##### DATASET EXTRACT #####
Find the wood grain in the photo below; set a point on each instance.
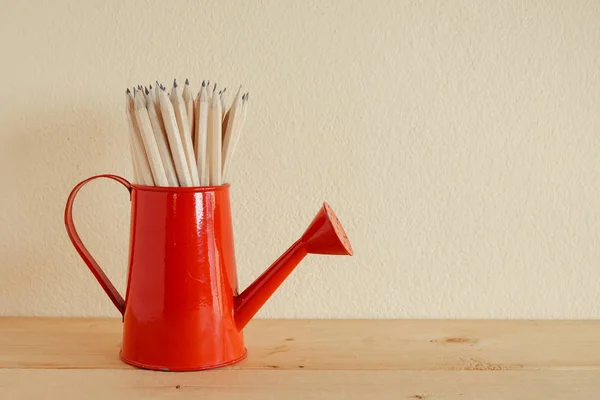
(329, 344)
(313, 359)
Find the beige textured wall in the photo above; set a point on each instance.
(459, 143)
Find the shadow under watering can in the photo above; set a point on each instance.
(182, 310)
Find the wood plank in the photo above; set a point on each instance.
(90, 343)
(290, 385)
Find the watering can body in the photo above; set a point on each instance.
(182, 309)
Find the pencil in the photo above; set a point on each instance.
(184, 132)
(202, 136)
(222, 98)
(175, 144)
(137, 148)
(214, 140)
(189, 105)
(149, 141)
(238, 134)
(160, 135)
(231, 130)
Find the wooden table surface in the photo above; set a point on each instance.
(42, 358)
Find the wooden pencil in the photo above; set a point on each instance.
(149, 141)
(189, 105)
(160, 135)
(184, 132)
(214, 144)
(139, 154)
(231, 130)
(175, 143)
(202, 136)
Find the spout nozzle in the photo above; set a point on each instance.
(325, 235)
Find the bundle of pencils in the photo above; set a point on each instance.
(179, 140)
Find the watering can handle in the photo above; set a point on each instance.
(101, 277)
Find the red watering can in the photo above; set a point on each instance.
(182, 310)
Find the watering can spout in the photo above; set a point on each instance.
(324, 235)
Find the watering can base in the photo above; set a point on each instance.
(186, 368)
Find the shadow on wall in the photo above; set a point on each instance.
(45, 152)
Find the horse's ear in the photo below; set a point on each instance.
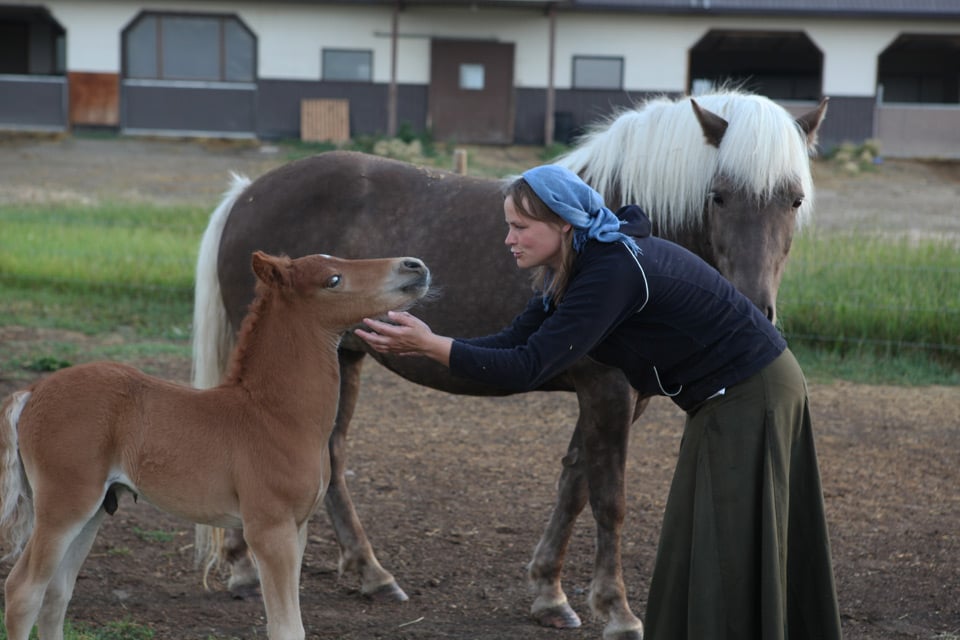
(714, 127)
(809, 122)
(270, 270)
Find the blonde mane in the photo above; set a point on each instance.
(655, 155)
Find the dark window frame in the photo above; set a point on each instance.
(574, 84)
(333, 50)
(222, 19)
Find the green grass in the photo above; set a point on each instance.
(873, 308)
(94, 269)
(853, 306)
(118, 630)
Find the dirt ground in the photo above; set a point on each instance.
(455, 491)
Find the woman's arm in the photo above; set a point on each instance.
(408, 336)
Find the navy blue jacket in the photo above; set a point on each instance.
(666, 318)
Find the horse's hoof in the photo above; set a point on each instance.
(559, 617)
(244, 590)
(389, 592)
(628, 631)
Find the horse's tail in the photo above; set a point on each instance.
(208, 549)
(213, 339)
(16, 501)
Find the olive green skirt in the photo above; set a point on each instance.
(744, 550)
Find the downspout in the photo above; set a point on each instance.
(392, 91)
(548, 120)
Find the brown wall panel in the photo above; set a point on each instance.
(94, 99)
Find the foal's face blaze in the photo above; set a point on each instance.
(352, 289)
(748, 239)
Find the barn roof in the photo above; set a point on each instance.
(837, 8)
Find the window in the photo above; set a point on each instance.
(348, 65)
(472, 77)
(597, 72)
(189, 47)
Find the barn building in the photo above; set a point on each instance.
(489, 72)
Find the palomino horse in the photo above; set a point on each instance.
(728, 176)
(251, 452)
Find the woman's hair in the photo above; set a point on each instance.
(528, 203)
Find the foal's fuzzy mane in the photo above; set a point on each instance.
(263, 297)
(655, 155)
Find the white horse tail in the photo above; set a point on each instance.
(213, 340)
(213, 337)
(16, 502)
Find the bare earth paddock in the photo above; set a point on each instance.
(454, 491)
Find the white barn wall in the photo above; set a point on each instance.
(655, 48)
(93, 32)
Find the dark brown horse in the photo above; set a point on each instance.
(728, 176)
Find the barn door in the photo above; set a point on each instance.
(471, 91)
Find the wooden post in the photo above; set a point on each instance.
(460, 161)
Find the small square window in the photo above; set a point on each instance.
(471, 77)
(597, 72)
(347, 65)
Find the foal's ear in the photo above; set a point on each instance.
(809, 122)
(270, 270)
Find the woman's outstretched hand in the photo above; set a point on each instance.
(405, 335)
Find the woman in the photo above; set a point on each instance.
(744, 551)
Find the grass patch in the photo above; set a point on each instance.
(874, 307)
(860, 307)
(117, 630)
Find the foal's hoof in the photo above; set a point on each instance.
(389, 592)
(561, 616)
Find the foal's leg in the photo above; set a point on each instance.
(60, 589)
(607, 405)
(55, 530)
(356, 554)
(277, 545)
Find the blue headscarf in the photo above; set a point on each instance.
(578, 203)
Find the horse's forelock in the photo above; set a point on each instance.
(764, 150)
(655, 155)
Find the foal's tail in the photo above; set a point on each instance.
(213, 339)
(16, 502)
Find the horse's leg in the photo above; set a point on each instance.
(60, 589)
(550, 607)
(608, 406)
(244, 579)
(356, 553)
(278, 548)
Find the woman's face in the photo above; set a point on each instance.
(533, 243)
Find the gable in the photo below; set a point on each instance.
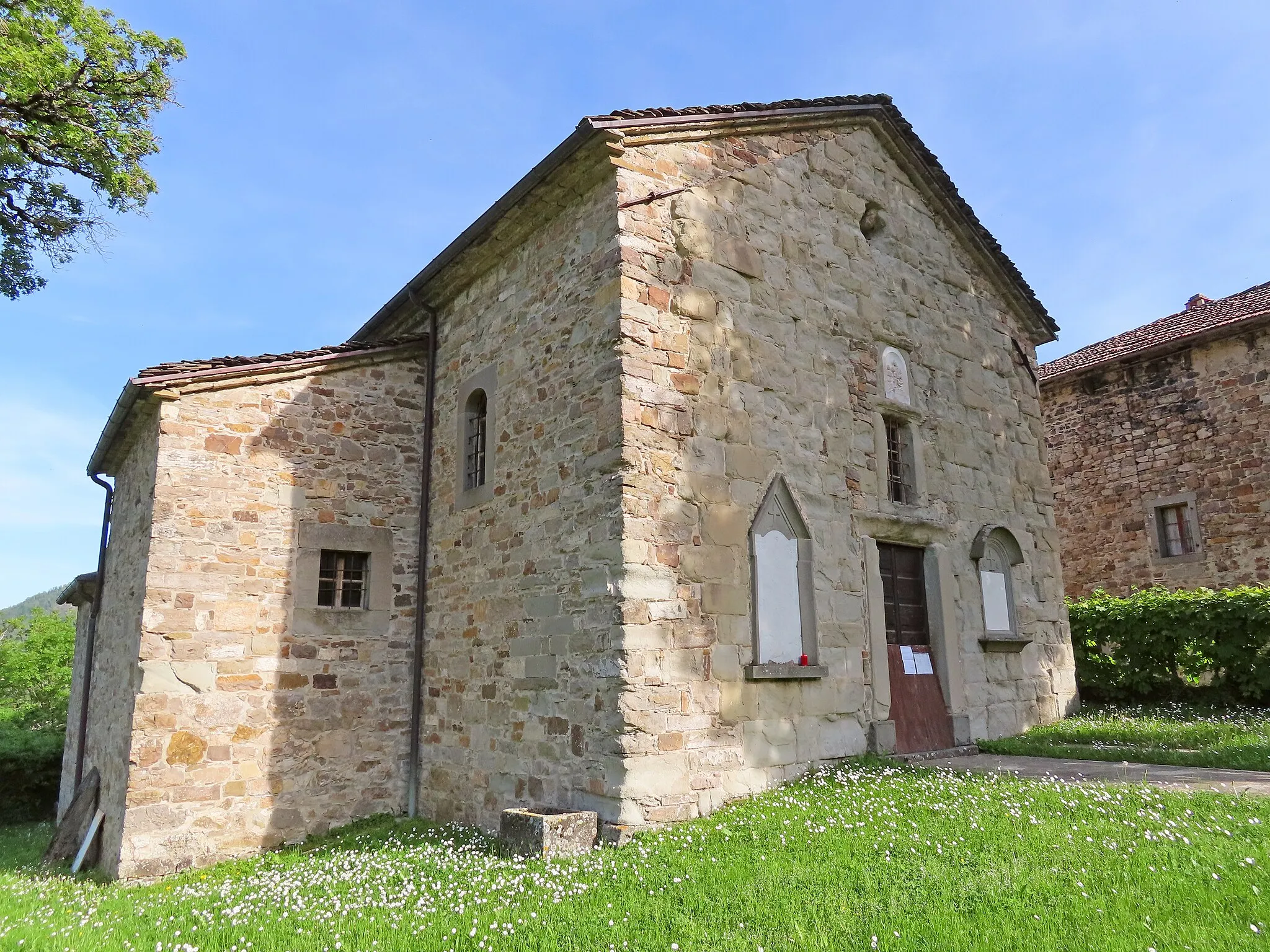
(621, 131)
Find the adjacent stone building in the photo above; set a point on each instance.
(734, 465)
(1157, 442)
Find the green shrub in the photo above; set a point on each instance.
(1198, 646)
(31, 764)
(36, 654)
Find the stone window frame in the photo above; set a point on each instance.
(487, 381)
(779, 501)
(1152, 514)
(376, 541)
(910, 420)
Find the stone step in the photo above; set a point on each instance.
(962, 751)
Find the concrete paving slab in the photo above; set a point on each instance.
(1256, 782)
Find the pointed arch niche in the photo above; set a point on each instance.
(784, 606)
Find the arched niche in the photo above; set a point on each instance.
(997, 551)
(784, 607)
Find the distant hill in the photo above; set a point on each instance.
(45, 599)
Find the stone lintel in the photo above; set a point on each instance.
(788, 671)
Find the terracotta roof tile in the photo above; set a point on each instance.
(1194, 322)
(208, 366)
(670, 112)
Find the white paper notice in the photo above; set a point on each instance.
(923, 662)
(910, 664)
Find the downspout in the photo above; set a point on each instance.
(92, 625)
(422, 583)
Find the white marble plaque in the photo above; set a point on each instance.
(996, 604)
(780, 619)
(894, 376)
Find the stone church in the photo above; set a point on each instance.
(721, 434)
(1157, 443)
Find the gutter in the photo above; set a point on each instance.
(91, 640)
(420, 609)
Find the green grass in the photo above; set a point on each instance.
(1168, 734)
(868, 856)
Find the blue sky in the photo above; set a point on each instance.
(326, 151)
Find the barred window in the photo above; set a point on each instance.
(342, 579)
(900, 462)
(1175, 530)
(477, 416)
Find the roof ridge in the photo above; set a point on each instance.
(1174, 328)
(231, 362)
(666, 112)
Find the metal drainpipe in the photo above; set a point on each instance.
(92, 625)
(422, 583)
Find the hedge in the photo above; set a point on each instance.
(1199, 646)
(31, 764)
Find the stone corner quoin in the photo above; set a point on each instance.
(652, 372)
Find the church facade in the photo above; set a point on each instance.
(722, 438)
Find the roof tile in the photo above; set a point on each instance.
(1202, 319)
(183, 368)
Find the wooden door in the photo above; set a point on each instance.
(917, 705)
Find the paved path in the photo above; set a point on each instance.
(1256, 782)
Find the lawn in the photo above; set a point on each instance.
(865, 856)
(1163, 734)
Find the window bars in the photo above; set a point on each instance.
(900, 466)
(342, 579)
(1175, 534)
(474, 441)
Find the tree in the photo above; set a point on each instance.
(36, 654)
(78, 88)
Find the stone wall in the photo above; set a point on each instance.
#####
• [PROBLEM DESCRIPTION]
Find the line containing "Find the roof ridge". Reproduce it exactly, along with every line after it through the last.

• [SOLUTION FOR THIS TASK]
Find the roof ridge in the photo above; set a point on each instance.
(1174, 328)
(231, 362)
(666, 112)
Find the metal drainpipe in the photo above; set a point on each instance.
(92, 625)
(422, 583)
Find the hedge in the photo above; set a point on each instance.
(1199, 646)
(31, 764)
Find the stone corner quoin in the photo above; set a point on each instance.
(652, 372)
Find the church facade in the photo above; set a point on each instance.
(722, 438)
Find the roof tile in the photo above; set a point on each instance.
(1202, 319)
(183, 368)
Find the wooden door in the photo above; set a point on each instance.
(917, 705)
Find the paved path in the photo above; set a point on each instance.
(1256, 782)
Find the lawn in the photo above; set a point on each instance.
(865, 856)
(1163, 734)
Find the window bars in the photo above; set a point on each instance.
(900, 466)
(342, 579)
(1175, 534)
(474, 441)
Find the tree in the photo above; set a point on each instance.
(36, 654)
(78, 88)
Find the stone wall in the photo above; set a point on each instance.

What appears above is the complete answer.